* _EXERCISE AIM_:
Present every line of the material below as a numbered list, omitting any blank lines.

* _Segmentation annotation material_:
[start]

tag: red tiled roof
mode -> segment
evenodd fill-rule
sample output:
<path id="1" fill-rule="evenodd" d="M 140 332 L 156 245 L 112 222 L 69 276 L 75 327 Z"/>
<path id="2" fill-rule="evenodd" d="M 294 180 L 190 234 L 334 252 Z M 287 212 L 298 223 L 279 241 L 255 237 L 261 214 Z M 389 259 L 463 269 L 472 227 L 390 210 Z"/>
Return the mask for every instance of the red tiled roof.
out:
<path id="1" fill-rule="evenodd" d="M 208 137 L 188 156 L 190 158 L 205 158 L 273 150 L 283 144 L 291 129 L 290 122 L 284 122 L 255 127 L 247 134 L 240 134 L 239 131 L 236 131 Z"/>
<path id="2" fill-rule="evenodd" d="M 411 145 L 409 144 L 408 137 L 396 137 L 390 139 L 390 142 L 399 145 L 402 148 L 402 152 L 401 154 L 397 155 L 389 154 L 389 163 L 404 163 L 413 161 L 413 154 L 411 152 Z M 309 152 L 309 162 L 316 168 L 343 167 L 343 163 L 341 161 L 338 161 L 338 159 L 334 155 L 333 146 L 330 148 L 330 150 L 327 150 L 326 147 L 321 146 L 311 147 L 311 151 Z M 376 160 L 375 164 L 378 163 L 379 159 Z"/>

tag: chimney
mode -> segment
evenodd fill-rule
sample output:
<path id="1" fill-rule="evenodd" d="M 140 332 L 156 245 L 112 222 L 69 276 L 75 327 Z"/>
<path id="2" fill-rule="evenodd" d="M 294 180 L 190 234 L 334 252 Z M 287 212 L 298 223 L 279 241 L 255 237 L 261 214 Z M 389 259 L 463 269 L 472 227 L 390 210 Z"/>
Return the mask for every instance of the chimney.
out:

[end]

* _EXERCISE SOLUTION_:
1. tag: red tiled roof
2. mode -> segment
3. evenodd fill-rule
4. sample output:
5. <path id="1" fill-rule="evenodd" d="M 140 332 L 156 245 L 112 222 L 69 276 L 75 327 Z"/>
6. <path id="2" fill-rule="evenodd" d="M 294 180 L 190 234 L 334 252 Z M 287 212 L 298 223 L 279 241 L 255 237 L 261 214 Z M 389 259 L 463 269 L 472 227 L 390 210 Z"/>
7. Return the mask for every instance of the red tiled roof.
8. out:
9. <path id="1" fill-rule="evenodd" d="M 208 137 L 188 156 L 190 158 L 205 158 L 273 150 L 283 144 L 291 129 L 290 122 L 284 122 L 255 127 L 247 134 L 240 134 L 239 131 L 236 131 Z"/>
10. <path id="2" fill-rule="evenodd" d="M 411 145 L 409 144 L 408 137 L 396 137 L 390 139 L 390 142 L 399 145 L 402 148 L 402 152 L 401 154 L 397 155 L 389 154 L 389 163 L 404 163 L 413 161 L 413 154 L 411 152 Z M 309 152 L 309 162 L 316 168 L 343 167 L 343 163 L 341 161 L 338 161 L 338 159 L 334 155 L 333 146 L 330 148 L 330 150 L 327 150 L 326 147 L 321 146 L 311 147 L 311 151 Z M 376 160 L 375 164 L 378 163 L 379 159 Z"/>
11. tag: chimney
12. mode -> segment
13. evenodd fill-rule
14. sample output:
15. <path id="1" fill-rule="evenodd" d="M 140 332 L 156 245 L 112 222 L 69 276 L 75 327 Z"/>
16. <path id="2" fill-rule="evenodd" d="M 294 180 L 190 234 L 334 252 Z M 287 212 L 298 223 L 279 241 L 255 237 L 261 214 Z M 389 259 L 463 269 L 472 227 L 390 210 Z"/>
17. Return the mask for every instance of the chimney.
18. out:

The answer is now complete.